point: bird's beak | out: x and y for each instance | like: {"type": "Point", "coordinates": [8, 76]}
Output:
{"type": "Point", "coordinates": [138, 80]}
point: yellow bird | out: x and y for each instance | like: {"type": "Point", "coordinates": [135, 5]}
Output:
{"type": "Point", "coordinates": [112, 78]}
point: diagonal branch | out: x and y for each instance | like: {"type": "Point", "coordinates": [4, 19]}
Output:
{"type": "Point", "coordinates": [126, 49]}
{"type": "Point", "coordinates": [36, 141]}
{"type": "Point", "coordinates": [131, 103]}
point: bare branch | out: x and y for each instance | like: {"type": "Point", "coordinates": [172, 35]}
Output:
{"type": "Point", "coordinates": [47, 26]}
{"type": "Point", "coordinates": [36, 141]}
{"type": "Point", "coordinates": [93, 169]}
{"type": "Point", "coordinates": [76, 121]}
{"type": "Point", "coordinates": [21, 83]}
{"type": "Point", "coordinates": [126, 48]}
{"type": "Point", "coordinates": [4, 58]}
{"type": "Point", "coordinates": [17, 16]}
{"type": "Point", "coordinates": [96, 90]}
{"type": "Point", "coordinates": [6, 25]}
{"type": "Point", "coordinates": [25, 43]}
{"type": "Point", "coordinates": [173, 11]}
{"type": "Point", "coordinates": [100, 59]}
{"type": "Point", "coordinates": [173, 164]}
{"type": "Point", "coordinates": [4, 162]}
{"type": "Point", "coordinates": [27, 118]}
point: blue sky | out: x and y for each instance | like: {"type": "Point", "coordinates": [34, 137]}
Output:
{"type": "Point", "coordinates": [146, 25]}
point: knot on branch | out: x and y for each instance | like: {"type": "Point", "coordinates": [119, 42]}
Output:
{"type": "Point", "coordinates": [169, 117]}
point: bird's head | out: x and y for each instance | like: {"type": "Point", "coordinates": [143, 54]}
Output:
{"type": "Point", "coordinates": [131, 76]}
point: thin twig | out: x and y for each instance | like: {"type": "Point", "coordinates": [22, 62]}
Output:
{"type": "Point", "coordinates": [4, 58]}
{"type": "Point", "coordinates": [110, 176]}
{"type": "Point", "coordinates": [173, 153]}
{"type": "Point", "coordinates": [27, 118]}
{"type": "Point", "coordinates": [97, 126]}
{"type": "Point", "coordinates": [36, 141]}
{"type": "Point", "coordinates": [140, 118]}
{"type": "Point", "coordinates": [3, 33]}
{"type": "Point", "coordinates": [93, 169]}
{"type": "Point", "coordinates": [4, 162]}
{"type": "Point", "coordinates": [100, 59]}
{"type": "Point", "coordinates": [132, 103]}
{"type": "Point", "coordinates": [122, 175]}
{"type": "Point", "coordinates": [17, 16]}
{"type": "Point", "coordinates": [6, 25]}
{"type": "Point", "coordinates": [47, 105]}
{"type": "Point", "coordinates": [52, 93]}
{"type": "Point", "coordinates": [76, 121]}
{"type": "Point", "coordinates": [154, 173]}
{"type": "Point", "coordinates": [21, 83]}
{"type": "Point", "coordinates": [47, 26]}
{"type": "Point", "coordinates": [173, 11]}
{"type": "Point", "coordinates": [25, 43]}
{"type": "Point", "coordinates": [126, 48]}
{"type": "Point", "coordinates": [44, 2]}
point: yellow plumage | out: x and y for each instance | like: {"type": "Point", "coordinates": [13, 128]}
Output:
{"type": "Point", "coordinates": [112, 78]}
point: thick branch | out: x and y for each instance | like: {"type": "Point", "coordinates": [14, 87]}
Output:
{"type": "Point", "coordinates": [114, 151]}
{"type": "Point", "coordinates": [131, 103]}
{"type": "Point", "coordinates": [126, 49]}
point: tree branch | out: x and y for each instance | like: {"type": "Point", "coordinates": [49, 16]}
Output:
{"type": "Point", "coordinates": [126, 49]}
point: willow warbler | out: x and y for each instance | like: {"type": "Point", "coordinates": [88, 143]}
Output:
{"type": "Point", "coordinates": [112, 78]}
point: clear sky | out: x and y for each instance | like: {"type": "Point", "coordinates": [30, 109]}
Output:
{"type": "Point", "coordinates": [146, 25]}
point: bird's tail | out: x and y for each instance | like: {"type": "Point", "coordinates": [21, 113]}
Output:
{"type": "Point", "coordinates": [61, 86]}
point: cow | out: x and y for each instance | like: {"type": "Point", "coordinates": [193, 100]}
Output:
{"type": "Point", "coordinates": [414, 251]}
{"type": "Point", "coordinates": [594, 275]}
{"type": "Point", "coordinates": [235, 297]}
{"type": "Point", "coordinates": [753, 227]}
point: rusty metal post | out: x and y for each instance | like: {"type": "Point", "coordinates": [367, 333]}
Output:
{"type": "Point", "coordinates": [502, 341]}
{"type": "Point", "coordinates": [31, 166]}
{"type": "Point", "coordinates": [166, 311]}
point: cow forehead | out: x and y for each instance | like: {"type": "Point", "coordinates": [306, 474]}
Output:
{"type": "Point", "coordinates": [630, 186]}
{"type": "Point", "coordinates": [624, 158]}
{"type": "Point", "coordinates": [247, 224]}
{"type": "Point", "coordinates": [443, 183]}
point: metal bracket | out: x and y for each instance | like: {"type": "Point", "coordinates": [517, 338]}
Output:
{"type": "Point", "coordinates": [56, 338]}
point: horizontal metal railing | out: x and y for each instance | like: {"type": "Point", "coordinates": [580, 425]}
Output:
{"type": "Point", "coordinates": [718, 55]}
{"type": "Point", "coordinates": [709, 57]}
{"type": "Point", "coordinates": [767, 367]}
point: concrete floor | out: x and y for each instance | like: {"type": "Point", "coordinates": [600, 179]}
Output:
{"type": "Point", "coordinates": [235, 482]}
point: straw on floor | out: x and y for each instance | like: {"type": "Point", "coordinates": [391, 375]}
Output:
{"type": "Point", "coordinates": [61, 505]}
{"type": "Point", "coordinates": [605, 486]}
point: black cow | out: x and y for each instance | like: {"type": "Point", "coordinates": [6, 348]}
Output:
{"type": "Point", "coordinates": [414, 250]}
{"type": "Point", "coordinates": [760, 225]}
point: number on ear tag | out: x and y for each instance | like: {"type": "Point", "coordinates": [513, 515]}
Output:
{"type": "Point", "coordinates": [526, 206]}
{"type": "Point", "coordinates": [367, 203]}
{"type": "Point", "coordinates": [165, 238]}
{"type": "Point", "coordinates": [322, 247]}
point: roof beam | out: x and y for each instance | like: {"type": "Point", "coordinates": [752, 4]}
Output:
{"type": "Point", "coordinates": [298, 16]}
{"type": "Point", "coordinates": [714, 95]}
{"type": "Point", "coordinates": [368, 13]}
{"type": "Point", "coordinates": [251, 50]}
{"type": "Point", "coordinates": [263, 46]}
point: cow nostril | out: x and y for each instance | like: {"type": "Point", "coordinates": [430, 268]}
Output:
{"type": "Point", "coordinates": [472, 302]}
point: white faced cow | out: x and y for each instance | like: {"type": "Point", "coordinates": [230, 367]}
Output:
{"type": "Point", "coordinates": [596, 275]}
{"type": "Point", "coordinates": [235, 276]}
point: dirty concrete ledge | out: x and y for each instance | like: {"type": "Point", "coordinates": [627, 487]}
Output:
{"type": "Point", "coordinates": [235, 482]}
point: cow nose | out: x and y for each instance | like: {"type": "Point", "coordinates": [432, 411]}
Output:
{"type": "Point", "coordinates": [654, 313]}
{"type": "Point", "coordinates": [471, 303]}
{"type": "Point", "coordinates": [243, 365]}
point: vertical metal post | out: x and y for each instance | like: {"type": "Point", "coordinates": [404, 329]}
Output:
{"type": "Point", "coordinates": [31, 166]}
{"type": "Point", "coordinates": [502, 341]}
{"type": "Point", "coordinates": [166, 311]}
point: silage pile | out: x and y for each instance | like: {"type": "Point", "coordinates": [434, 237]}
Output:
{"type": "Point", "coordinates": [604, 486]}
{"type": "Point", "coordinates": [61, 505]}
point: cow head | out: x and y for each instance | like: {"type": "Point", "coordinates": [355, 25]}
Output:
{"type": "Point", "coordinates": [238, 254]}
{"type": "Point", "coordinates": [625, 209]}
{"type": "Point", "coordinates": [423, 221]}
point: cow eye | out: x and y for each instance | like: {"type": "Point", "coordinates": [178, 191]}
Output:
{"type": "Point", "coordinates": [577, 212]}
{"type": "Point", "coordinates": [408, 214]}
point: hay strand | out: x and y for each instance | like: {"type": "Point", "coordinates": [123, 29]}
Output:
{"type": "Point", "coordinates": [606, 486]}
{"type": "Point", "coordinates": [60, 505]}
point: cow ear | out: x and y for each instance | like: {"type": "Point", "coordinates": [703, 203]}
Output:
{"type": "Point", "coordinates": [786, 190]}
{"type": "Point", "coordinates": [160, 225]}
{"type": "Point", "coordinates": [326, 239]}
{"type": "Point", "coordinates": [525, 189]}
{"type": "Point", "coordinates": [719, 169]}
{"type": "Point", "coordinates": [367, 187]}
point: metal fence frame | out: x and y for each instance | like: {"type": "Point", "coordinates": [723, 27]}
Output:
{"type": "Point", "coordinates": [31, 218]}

* Set task *
Copy exactly, word for word, the line with "point: hay strand" through the final line of the listing.

* Reply *
point: hay strand | out: x and y for each instance | like: {"type": "Point", "coordinates": [123, 29]}
Output:
{"type": "Point", "coordinates": [606, 486]}
{"type": "Point", "coordinates": [60, 505]}
point: cow ear | out: x and y for each instance | like: {"type": "Point", "coordinates": [703, 203]}
Output:
{"type": "Point", "coordinates": [786, 190]}
{"type": "Point", "coordinates": [160, 225]}
{"type": "Point", "coordinates": [326, 239]}
{"type": "Point", "coordinates": [525, 189]}
{"type": "Point", "coordinates": [719, 169]}
{"type": "Point", "coordinates": [367, 187]}
point: metal fence frame | out: x and y for each instance | like: {"type": "Point", "coordinates": [723, 27]}
Output:
{"type": "Point", "coordinates": [31, 218]}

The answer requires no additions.